Stated problem:
Retype the film review text word for word.

Page text:

****************************************

Auraeus Solito follows up his locally and internationally acclaimed gay coming-of-age story in the slums The Blossoming of Maximo Oliveros with Tuli. At first glance, you wouldn't know that these two films were made by the same director. While Maximo Oliveros is set in a gritty section of Manila where Solito grew up and takes place in contemporary time, Tuli is set in the deep Philippine countryside where the mechanics of Spanish Catholicism merging smoothly with folk rituals is made tangible.

An insular world of rarefied relationships comes out of this meeting of different belief structures. So thickly drawn out and pre-determined are these relationships and modes of communication that walking through the dirt paths across extensive foliage and rocks is a cinch.

In this world lives Daisy, a young woman who puts up with her always drunk father and his verbal and physical abuse, while her mother can only do so much, given the parameters of a woman's place and voice to mitigate such violence. Nevertheless, through Daisy we follow the process of breaking through the cycle of pre-determined roles, as she is eventually emboldened to express her desire to marry her female friend, Botchok.

Parallel to this story is that of Beneng, who alternately chooses to follow the steps of his ancestors. We see him performing the ritual of obtaining the talisman from the flower of the banana plant. Despite following the ritual of obtaining the talisman as dictated by his family's history within the village, Beneng and his grandmother are looked upon as marginal figures precisely for their stronger sense of the spiritual. Unlike Daisy's situation, he lives peacefully, as if in an apprenticeship with his grandmother.

****************************************

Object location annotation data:
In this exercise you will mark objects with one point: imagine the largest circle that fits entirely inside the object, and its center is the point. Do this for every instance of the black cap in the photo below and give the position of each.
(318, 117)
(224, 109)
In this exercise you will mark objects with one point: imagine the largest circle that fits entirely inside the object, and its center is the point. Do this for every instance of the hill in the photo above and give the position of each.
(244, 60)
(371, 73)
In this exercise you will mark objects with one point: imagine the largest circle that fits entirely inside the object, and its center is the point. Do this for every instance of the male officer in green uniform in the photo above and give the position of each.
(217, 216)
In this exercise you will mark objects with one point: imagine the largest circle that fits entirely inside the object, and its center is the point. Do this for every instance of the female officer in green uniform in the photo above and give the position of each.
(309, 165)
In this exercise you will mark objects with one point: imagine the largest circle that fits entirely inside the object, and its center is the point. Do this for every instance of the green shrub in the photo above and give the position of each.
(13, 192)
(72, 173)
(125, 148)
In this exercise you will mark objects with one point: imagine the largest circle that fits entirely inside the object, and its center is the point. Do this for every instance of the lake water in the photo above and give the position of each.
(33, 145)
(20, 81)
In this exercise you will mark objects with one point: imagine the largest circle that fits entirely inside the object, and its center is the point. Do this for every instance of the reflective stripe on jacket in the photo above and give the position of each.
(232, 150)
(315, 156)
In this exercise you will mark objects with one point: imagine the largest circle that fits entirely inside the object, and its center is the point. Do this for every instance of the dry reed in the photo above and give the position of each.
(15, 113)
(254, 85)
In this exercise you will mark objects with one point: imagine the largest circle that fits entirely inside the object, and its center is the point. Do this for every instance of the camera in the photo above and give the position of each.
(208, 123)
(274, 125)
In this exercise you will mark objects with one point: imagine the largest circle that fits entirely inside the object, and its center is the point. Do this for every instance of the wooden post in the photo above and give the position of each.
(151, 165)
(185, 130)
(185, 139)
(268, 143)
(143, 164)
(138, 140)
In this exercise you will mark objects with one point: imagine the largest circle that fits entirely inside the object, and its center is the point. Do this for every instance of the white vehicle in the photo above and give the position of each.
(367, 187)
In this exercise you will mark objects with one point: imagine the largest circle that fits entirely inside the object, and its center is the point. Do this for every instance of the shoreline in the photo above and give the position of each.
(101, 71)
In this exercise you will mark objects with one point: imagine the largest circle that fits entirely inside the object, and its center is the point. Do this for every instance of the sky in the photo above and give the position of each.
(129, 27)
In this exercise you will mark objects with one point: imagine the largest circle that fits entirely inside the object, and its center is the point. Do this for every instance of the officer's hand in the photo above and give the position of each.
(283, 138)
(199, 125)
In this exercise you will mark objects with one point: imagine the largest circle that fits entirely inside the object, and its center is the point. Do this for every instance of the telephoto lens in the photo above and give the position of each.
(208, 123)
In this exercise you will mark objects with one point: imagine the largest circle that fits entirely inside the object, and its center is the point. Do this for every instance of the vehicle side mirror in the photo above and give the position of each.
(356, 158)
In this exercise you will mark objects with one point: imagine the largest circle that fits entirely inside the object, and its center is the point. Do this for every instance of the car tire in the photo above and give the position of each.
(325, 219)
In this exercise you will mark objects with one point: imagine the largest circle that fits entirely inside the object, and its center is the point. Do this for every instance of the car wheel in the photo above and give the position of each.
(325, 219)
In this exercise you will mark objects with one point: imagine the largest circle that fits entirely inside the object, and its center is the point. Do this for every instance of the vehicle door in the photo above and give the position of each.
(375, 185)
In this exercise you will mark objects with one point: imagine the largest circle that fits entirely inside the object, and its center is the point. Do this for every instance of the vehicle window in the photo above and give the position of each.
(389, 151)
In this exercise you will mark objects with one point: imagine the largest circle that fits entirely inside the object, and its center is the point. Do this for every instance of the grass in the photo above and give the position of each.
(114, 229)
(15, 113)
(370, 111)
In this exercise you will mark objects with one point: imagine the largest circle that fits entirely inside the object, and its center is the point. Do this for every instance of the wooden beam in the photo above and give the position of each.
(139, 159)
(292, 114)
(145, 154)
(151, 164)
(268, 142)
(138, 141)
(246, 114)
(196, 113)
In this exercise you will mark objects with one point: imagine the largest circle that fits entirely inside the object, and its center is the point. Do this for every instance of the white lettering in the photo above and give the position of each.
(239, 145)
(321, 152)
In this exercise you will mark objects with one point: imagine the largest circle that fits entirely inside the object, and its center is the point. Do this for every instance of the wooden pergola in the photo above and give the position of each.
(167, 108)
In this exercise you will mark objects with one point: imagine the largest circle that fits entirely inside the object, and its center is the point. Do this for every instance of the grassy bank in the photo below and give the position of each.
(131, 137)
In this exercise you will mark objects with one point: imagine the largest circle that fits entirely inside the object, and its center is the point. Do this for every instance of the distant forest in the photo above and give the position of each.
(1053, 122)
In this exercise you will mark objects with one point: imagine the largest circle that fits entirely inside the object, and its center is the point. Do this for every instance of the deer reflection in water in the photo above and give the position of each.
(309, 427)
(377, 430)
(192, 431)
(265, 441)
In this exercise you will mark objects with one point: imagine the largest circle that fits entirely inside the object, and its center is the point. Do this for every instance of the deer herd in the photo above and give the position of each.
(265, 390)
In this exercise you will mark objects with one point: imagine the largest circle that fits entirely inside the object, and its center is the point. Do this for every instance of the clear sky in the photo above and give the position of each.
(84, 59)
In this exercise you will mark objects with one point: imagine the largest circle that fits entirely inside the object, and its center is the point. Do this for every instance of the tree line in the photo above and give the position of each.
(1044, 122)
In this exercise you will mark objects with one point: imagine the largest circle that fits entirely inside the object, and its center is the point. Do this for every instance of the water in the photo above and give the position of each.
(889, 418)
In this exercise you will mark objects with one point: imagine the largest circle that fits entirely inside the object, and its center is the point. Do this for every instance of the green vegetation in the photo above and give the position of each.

****************************************

Task response:
Auraeus Solito follows up his locally and internationally acclaimed gay coming-of-age story in the slums The Blossoming of Maximo Oliveros with Tuli. At first glance, you wouldn't know that these two films were made by the same director. While Maximo Oliveros is set in a gritty section of Manila where Solito grew up and takes place in contemporary time, Tuli is set in the deep Philippine countryside where the mechanics of Spanish Catholicism merging smoothly with folk rituals is made tangible.

An insular world of rarefied relationships comes out of this meeting of different belief structures. So thickly drawn out and pre-determined are these relationships and modes of communication that walking through the dirt paths across extensive foliage and rocks is a cinch.

In this world lives Daisy, a young woman who puts up with her always drunk father and his verbal and physical abuse, while her mother can only do so much, given the parameters of a woman's place and voice to mitigate such violence. Nevertheless, through Daisy we follow the process of breaking through the cycle of pre-determined roles, as she is eventually emboldened to express her desire to marry her female friend, Botchok.

Parallel to this story is that of Beneng, who alternately chooses to follow the steps of his ancestors. We see him performing the ritual of obtaining the talisman from the flower of the banana plant. Despite following the ritual of obtaining the talisman as dictated by his family's history within the village, Beneng and his grandmother are looked upon as marginal figures precisely for their stronger sense of the spiritual. Unlike Daisy's situation, he lives peacefully, as if in an apprenticeship with his grandmother.